§ WHAT YOU HAVE TO DO: Print the listing below once more, unchanged.
──────── MATERIAL TO PROCESS ────────
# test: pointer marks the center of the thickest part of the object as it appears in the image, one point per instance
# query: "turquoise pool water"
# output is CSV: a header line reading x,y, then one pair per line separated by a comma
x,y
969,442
────────
§ EXERCISE SOLUTION:
# test: pointer marks the center of the thickest part of the object as it appears in the image, one point per instance
# query: "turquoise pool water"
# output is CSV: a header line reading x,y, then one pair per line separated by a comma
x,y
969,442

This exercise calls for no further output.